## SET TASK
Rewrite the data from its first line through the line containing "M133 120L127 119L125", changing every "Result" to "Output" and leaving everything else as it is. Leave the pictures out of your answer.

[Image boundary labeling data]
•••••

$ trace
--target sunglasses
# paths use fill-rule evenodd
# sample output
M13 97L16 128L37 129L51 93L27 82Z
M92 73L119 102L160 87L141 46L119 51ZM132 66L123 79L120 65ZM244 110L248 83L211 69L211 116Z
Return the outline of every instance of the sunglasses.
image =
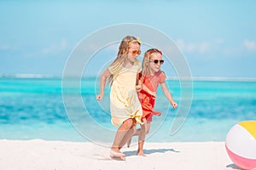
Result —
M139 54L141 54L141 50L134 50L134 51L131 51L130 52L132 55L139 55Z
M152 60L150 62L154 62L154 64L160 63L160 65L164 64L165 60Z
M152 49L149 49L149 54L153 54L153 53L160 53L161 55L163 54L162 52L157 48L152 48Z

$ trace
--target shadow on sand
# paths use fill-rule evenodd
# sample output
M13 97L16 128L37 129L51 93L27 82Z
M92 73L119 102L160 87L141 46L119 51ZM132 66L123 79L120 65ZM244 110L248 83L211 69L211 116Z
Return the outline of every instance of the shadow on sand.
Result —
M143 150L144 154L150 155L153 153L165 153L166 151L172 151L172 152L179 152L177 150L175 150L174 149L153 149L153 150ZM124 151L124 154L125 154L126 157L130 156L136 156L137 150L132 151Z
M233 169L242 170L241 168L240 168L239 167L237 167L235 163L227 165L226 167L231 167Z

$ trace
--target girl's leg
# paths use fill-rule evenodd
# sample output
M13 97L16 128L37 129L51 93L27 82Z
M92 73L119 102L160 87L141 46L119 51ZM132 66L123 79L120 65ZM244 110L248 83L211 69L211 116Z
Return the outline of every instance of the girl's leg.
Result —
M143 125L141 125L141 131L138 137L138 150L137 155L145 156L143 152L143 145L146 138L146 134L148 133L150 128L150 122L148 122L146 119L143 119Z
M137 127L137 122L135 119L133 119L133 125L131 127L131 128L128 130L126 134L124 136L120 144L119 144L119 150L129 142L130 139L131 139L131 137L136 133L136 127Z
M133 120L127 119L125 120L123 124L119 128L119 129L116 132L115 138L113 139L111 150L117 153L121 153L119 150L120 148L120 143L123 140L125 134L128 133L128 131L132 128L133 126ZM119 156L119 154L117 154ZM123 155L125 156L125 155Z

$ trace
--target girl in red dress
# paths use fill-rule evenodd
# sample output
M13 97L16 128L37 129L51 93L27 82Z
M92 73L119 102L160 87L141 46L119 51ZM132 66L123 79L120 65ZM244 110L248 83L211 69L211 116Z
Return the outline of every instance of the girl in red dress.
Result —
M160 70L161 65L164 63L162 59L162 52L156 49L148 49L144 54L143 71L138 77L139 84L143 84L142 90L138 92L138 97L143 107L143 117L141 124L141 129L137 129L134 135L138 135L138 156L144 156L143 153L143 144L145 136L148 133L150 129L150 122L152 122L152 116L160 116L161 113L154 110L156 90L159 84L160 84L162 90L170 101L171 105L174 109L177 108L177 105L172 99L172 96L168 90L166 84L166 74ZM128 147L131 140L128 142Z

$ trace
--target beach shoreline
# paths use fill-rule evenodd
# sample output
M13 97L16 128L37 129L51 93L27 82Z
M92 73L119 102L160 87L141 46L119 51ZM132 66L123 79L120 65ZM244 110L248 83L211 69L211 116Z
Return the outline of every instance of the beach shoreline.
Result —
M3 169L237 169L224 142L145 143L147 156L137 144L124 147L126 161L109 157L109 148L89 142L0 140Z

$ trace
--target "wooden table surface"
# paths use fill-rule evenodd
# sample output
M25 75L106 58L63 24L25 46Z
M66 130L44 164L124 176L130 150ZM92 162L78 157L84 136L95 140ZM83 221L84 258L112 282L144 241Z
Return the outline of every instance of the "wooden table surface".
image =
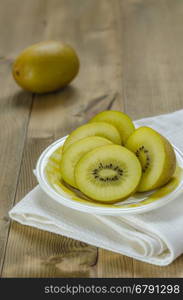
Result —
M2 277L183 277L183 256L157 267L8 218L37 184L32 170L42 150L96 112L118 109L138 119L183 107L182 37L180 0L1 0ZM73 45L79 75L59 92L21 90L13 60L50 39Z

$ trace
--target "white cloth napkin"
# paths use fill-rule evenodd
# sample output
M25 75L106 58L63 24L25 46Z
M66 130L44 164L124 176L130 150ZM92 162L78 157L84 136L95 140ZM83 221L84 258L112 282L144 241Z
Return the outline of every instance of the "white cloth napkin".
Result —
M183 110L141 119L183 151ZM96 216L65 207L35 187L10 212L17 222L118 252L155 265L183 253L183 194L148 213Z

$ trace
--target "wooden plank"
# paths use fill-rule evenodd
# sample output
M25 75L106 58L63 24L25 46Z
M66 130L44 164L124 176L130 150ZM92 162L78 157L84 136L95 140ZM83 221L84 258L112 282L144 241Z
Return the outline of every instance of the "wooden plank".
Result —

•••••

## WRITTEN RESPONSE
$ trace
--target sunglasses
# paths use fill-rule evenodd
# sample output
M13 97L16 128L37 129L51 93L27 82Z
M92 73L119 102L160 87L141 46L119 51ZM132 66L123 79L120 65ZM244 110L248 83L211 69L211 116Z
Return the outline of every instance of the sunglasses.
image =
Output —
M139 54L141 54L141 50L134 50L134 51L131 51L130 52L132 55L139 55Z
M152 60L150 62L154 62L154 64L160 63L160 65L164 64L165 60Z
M152 49L149 49L149 54L153 54L153 53L160 53L161 55L163 54L162 52L157 48L152 48Z

$ trace
--target shadow on sand
# paths use fill-rule evenodd
# sample output
M13 97L16 128L37 129L51 93L27 82Z
M92 73L119 102L160 87L141 46L119 51ZM132 66L123 79L120 65ZM244 110L248 83L211 69L211 116Z
Return the outline of every instance of the shadow on sand.
Output —
M143 150L144 154L150 155L153 153L165 153L166 151L172 151L172 152L179 152L177 150L175 150L174 149L153 149L153 150ZM124 151L124 154L125 154L126 157L130 156L136 156L137 150L132 151Z
M233 169L242 170L241 168L240 168L239 167L237 167L235 163L227 165L226 167L231 167Z

$ trace
--target girl's leg
# paths use fill-rule evenodd
# sample output
M13 97L16 128L37 129L51 93L27 82Z
M92 73L119 102L160 87L141 46L119 51ZM132 66L123 79L120 65ZM244 110L248 83L211 69L211 116Z
Return the outline of every instance of the girl's leg.
Output —
M143 125L141 125L141 131L138 137L138 150L137 155L145 156L143 152L143 145L146 138L146 134L148 133L150 128L150 122L148 122L146 119L143 119Z
M137 127L137 122L135 119L133 119L133 125L131 127L131 128L128 130L126 134L124 136L120 144L119 144L119 150L129 142L130 139L131 139L131 137L136 133L136 127Z
M133 120L127 119L125 120L123 124L119 128L119 129L116 132L115 138L113 139L111 150L117 153L121 153L119 150L120 148L120 143L123 140L125 134L128 133L128 131L132 128L133 126ZM119 156L119 154L117 154ZM123 155L125 156L125 155Z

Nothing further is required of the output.